■ Passage extrait:
Bien plus émouvante que l'incontournable baiser de l'Hôtel de Ville de Doisneau même si celle-ci sent sa mise en scène presque autant que celle-là. A cause de la ville, prise d'un peu haut et qui n'écrase pas les protagonistes. Le parisien reconnaîtra avec amusement les édifices qui de leurs hauteurs échappe à la grisaille indifférente des immeubles ordinaires … La Tout St Jacques ici non loin de l'Hôtel de Ville ; Notre Dame ; la Tour Eiffel évidemment avec la si légère ponctuation à sa gauche de la Coupole des Invalides et celle plus discrète encore du Quai Conti …

Mais ce n'est pas de cela dont il s'agit. De ceci plutôt : à l'inverse des amants de Doisneau, ceux-ci ne nous regardent pas ; nous tournent le dos. Ne regardent pas même la ville ; s'embrassent simplement. Il n'y a plus qu'eux. Mais ils sont relégués au coin gauche de la photo comme s'ils n'étaient pas les personnages principaux de la scène, contrairement au titre donné à la photo. Pourtant on ne voit qu'eux … pourtant ce n'est pas même eux que l'on regarde.

Sans doute est-ce même l'inverse. Ils sont seulement intercalés entre la ville, écrasante, et nous.

Affaire de regard, oui, mais c'est la ville qui nous regarde ainsi qu'eux en biais qui ne sont en leur émoi qu'un épisode, ordinaire pas même anecdotique, de la lumière presque éternelle, millénaire assurément, de cette ville au destin étrange.

Ils sont montés là, sur ce léger promontoire pour s'offrir superbe perspective mais la seule qui les passionne, pour quelque temps encore, est celle de leurs émois naissants. La ville, placide témoin, les regarde, avec calme, tendresse et, pourquoi pas, ce soupçon d'ironie qu'une cité millénaire peut réserver aux amours passagères.

J'aime cette remise en ordre qui nous rappelle que si les amants, pour quelques instants précieux, se croient au centre de tout et être capables de tout réinventer, en réalité, ils se sont seulement, et si fugacement, mis en marge. Mais le monde ne se laisse jamais écarter ainsi et son retour prend parfois la forme de la brutalité pure.

■ Lignes de données:
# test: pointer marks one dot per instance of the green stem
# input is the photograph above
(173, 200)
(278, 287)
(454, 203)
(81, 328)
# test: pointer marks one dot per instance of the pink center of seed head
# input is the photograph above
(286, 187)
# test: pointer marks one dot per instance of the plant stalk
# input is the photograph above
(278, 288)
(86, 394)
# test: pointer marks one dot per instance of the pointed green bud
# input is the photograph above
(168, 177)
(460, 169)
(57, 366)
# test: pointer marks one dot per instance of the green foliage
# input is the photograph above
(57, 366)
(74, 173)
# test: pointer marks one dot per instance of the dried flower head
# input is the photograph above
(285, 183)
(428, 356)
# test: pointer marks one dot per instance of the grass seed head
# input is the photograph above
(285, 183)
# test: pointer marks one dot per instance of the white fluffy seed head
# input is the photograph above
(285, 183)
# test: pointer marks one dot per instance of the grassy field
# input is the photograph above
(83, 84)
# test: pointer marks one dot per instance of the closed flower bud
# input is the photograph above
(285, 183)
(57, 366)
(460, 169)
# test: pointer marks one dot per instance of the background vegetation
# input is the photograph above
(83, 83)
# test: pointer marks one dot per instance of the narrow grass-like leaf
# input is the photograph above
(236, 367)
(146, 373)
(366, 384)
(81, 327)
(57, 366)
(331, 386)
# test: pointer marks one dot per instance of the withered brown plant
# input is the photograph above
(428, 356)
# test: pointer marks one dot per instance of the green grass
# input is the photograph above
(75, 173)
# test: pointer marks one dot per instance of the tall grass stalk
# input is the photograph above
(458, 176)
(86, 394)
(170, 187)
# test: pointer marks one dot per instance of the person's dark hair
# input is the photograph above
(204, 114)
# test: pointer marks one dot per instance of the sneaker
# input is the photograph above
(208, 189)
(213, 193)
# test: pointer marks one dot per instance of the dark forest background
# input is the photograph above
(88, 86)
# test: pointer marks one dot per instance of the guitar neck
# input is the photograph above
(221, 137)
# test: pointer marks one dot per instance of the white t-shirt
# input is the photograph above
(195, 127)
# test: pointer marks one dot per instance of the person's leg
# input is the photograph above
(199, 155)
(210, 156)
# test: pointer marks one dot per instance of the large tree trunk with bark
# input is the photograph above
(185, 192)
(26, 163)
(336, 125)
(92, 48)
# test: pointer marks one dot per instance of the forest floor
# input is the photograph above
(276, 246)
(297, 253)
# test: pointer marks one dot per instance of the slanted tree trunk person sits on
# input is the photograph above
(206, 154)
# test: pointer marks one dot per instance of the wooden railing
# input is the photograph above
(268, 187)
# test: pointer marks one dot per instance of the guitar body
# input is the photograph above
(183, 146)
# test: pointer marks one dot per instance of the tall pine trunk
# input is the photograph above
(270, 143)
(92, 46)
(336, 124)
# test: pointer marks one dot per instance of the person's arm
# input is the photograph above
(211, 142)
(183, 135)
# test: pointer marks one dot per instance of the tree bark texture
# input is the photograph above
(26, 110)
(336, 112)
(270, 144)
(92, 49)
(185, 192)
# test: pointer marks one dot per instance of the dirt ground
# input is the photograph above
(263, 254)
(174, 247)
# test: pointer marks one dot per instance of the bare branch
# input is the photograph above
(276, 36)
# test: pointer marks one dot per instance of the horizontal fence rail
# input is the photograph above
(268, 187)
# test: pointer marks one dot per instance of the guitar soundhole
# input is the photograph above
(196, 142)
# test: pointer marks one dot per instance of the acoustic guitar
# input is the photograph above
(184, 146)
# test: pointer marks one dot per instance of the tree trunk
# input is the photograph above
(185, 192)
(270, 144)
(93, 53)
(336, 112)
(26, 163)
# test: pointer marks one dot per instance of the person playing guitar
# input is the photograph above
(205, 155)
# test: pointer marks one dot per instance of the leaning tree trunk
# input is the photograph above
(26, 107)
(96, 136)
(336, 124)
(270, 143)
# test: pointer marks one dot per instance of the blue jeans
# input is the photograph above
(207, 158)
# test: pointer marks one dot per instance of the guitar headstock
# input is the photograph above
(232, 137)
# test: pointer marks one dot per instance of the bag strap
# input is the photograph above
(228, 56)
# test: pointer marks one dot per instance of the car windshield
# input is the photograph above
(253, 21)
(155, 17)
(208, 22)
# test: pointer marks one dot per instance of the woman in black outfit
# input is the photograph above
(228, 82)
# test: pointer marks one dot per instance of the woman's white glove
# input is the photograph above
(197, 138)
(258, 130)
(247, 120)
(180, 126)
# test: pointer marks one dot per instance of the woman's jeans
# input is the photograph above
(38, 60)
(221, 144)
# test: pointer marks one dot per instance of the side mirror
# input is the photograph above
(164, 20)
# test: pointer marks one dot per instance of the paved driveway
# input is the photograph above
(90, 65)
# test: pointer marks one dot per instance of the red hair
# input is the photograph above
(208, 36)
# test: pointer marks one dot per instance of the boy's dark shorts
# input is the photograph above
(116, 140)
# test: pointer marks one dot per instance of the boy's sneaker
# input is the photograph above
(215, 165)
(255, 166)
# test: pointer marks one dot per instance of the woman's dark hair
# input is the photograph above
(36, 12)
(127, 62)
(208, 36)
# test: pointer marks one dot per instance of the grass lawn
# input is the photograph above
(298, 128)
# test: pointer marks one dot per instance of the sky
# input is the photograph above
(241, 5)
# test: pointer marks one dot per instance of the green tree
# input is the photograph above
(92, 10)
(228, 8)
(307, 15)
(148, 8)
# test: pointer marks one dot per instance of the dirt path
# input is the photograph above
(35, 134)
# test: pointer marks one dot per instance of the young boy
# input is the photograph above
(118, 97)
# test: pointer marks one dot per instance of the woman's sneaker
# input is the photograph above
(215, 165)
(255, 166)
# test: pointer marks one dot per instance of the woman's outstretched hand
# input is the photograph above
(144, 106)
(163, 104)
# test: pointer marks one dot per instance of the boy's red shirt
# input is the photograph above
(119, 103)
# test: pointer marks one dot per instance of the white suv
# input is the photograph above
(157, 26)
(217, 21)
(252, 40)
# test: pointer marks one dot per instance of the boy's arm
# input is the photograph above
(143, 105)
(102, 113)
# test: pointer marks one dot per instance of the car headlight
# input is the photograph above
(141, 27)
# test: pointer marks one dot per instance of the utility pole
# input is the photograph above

■ Consigne: D'après le texte sur la photo des amoureux qui s'embrassent au-dessus de Paris, dans quel coin de l'image se trouve le couple ?

■ Réponse rédigée: Dans le coin gauche de la photo.